What is expected:
Every line in the records below between the one holding "# test: put a marker on the airplane, one" and the one holding "# test: put a marker on the rocky", inclusive, is to be set down exactly; all other lines are to be left out.

Record set:

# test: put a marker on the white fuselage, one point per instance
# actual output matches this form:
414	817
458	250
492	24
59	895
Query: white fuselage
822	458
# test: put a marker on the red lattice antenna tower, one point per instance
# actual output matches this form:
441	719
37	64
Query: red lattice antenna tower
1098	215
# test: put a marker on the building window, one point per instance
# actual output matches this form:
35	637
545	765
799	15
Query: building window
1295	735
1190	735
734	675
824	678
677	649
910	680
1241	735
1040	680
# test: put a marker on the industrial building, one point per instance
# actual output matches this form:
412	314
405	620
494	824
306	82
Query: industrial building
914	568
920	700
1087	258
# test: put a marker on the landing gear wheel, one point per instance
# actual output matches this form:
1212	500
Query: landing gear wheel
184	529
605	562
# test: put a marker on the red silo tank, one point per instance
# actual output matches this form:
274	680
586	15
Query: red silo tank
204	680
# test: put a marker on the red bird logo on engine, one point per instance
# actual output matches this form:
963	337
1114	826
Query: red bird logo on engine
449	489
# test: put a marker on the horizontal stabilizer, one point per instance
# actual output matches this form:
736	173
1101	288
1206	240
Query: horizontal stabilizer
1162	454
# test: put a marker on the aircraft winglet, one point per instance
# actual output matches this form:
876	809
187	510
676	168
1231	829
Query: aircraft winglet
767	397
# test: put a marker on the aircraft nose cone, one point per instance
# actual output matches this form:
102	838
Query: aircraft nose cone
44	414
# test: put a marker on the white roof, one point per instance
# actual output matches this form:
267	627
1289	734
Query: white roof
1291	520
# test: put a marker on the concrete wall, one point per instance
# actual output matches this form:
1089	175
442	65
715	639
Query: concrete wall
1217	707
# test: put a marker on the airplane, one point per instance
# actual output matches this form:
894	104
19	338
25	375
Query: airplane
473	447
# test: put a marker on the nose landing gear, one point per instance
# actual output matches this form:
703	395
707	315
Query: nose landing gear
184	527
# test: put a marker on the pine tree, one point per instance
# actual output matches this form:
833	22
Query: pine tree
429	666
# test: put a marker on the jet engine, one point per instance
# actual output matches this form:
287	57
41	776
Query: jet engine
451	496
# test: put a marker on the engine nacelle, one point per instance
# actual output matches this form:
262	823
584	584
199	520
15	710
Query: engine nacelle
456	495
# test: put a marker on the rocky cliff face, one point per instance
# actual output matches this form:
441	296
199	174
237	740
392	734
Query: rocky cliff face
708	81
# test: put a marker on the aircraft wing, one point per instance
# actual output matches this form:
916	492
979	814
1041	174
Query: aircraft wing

Answer to this exercise:
# test: put a marker on the airplane, one point per instance
# actual output matches this form:
894	104
19	338
25	375
Query: airplane
473	447
# test: put a marker on the nose landing gear, one point per instance
# actual output matches this form:
703	395
707	315
Query: nose landing gear
184	527
# test: put a marker on the pine tree, one point per instance
# actual output matches this form:
833	22
Query: pine tree
429	666
# test: put a marker on the jet engine, one point per instance
# actual output matches this form:
287	57
41	776
Query: jet engine
451	496
# test: put a marker on the engine nacelle, one point per instance
# actual output matches this form:
262	823
584	584
199	520
15	710
Query: engine nacelle
456	495
# test: put a marker on the rocky cliff face, one point per instance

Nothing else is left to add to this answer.